**DOCUMENT SEGMENT:**
____

The Node binding at qvac-lib-infer-parakeet is the intended consumer for StreamSession; check its README for the qvac-parakeet.cpp version it currently links against.

Streaming — EOU (`<EOU>` end-of-utterance token)

EOU GGUFs flow through the same Mode 1 / Mode 2 / Mode 3 entry points as CTC / TDT, with two extras on each emitted StreamingSegment:

struct StreamingSegment {
    // ... existing CTC/TDT/EOU fields: text, token_ids, start_s, end_s,
    //     chunk_index, is_final, encoder_ms, decode_ms ...

    // EOU only: set true when this chunk's decoded portion contained
    // the `<EOU>` token. CTC / TDT segments leave this false.
    bool   is_eou_boundary = false;
    float  eot_confidence  = 0.0f;     // reserved for Phase 13 OnEndOfTurn
};

The decoder threads its own LSTM h/c state across chunks; on <EOU> it flushes the current segment to text, zeros h/c, and re-primes the predictor with the blank embedding -- exactly matching the binding's processEOU semantics from qvac-lib-infer-parakeet. The token is not in the visible vocab piece list, so it doesn't appear in segment.text; consumers see the is_eou_boundary flag instead.

CLI examples on jfk.wav (the JFK quote ends naturally with one <EOU> boundary at the very end):

# Offline transcription (matches NeMo offline reference bit-for-bit):
./build/qvac-parakeet \
    --model models/parakeet-eou-120m-v1.q8_0.gguf \
    --wav   test/samples/jfk.wav
# -> "and so my fellow americans ask not what your country can do for
#     you ask what you can do for your country"

# Mode 2 streaming with chunked emit + JSON output (last chunk gets
# is_eou_boundary=true because the model emits <EOU> at end-of-quote):
./build/qvac-parakeet \
    --model models/parakeet-eou-120m-v1.q8_0.gguf \
    --wav   test/samples/jfk.wav \
    --stream --stream-chunk-ms 1500 --emit jsonl
# -> {"chunk":0,...,"is_eou_boundary":false,"text":"and so my"}
#    {"chunk":1,...,"is_eou_boundary":false,"text":" fellow americans"}
#    ...
#    {"chunk":7,...,"is_eou_boundary":true, "text":" country"}

# Mode 3 live duplex (push API; same audio -> same transcript):
./build/qvac-parakeet \
    --model models/parakeet-eou-120m-v1.q8_0.gguf \
    --wav   test/samples/jfk.wav \
    --stream --stream-duplex \
    --stream-chunk-ms 1000 \
    --stream-left-context-ms   5000 \
    --stream-right-lookahead-ms 1000

Numerical parity vs NeMo PyTorch reference (dump-eou-reference.py) on jfk.wav:

Stage	rel error	cosine
log-mel	8.17e-1 (tail-frame artifacts)	0.999644
post-subsampler	1.00e-1	0.999688
encoder out	7.70e-3	0.999997

Bit-equal transcripts on jfk.wav and sample-16k.wav (Alice-in-Wonderland 20 s clip) at both f16 and q8_0 quant tiers. build/test-eou-streaming asserts these properties on every CI run.

____

**RECORDS PROVIDED:**
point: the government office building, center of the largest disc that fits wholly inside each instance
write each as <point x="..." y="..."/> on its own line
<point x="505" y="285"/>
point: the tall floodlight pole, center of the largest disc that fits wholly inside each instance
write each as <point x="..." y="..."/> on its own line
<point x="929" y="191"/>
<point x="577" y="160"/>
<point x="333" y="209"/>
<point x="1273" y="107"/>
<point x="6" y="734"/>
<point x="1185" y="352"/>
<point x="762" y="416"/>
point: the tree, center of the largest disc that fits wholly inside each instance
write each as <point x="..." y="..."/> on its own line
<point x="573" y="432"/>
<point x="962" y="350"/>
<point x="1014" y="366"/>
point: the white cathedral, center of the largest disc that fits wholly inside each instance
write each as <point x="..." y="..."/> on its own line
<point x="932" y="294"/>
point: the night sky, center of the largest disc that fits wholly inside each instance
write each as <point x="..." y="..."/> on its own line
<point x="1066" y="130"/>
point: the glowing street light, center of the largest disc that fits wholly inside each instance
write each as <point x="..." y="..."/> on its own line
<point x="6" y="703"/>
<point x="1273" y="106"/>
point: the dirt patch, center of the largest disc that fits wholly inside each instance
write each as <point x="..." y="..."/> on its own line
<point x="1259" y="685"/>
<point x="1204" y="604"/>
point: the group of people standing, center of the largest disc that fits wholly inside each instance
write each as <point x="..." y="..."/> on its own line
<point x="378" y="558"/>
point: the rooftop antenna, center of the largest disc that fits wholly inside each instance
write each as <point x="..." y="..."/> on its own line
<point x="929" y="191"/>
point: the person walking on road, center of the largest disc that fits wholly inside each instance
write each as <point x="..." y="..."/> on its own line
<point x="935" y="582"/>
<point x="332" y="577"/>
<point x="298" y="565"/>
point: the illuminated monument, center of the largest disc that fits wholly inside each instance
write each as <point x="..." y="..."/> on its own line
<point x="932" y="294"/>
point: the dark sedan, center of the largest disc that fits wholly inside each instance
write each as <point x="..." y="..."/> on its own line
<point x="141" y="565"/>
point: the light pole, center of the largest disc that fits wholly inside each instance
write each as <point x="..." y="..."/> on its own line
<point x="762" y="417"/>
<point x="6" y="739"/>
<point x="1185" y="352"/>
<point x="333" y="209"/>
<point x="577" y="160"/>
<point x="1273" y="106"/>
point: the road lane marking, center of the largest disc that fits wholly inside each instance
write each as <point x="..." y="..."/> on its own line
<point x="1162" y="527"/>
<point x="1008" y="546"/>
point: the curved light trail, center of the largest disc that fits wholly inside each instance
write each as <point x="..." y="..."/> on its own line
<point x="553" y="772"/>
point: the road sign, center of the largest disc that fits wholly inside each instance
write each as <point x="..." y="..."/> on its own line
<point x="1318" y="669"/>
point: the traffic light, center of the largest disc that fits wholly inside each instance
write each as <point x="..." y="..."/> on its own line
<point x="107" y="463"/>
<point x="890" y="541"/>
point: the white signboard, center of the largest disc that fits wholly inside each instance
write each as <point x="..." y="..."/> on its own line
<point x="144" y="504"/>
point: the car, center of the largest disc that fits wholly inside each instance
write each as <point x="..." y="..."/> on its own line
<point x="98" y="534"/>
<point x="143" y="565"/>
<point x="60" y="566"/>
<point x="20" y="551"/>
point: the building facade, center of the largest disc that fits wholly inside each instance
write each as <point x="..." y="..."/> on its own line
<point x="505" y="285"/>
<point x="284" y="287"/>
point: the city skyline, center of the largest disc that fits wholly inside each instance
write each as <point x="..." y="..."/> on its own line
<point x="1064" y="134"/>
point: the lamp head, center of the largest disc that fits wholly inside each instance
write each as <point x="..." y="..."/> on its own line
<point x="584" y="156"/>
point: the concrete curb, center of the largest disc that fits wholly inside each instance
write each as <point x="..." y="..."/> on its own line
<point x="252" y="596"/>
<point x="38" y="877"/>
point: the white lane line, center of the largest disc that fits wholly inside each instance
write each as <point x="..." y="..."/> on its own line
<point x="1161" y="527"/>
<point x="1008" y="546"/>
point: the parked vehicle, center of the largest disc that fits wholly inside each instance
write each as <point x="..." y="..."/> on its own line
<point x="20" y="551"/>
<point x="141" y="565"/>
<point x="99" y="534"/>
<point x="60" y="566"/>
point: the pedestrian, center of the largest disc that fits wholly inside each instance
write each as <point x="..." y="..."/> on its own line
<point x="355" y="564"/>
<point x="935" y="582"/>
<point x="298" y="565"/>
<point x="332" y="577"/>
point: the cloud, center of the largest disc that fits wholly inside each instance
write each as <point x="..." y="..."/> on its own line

____

**TASKS TO PERFORM:**
a. List every command-line flag that the EOU streaming notes pass to ./build/qvac-parakeet in the Mode 3 live duplex example.
b. Pick up the EOU streaming notes after their last sentence and continue them.

**RESULTS FOR EACH TASK:**
a.
--model
--wav
--stream
--stream-duplex
--stream-chunk-ms
--stream-left-context-ms
--stream-right-lookahead-ms

b.
Mode 3 caveat (chosen design, not a workaround): the streaming session re-runs the offline encoder per chunk over a sliding [left + chunk + right_lookahead] window without persistent KV / conv-state cache across chunks. The transcript is byte-equal to the offline path on shipping fixtures, but <EOU> boundary detection in Mode 3 is approximate because the trailing chunk doesn't carry the long-context encoder state the EOU head needs to confidently fire <EOU> at end-of-utterance.

The obvious alternative -- driving the streaming-trained EOU weights through NeMo's cache_aware_stream_step (per-layer K/V cache + depthwise-conv state, chunked-limited streaming attention mask, O(chunk) per-chunk encoder cost) -- was prototyped during the Phase 12.x exploration and rejected on quality grounds. It produces NeMo's streaming transcript, which is structurally distinct from and meaningfully worse than NeMo's offline transcript (~2× early-utterance WER on jfk.wav, with the trailing <EOU> token disappearing entirely from the cache-aware output). This isn't a C++ port issue: NeMo's own RNN-T over the cache-aware streaming encoder output reproduces the same regression bit-for- bit, and Phase 8.0 already documented the same quality cliff two years earlier on the older streaming_multi checkpoint from the same model family. See PROGRESS.md §8.5 for the full rationale and a strict separation of (A) chunked-limited streaming inference [rejected] from (B) the original Phase 8.5 KV-cache-on-offline- weights scope [deferred indefinitely, but a different design shape].

Streaming — Sortformer (live diarization)

Phase 11.11.1 ships a push-API SortformerStreamSession. The session buffers audio internally and, every chunk_ms, runs Engine::diarize() over the trailing history_ms of audio, emits segments that overlap the new chunk via callback, and slides the chunk pointer forward.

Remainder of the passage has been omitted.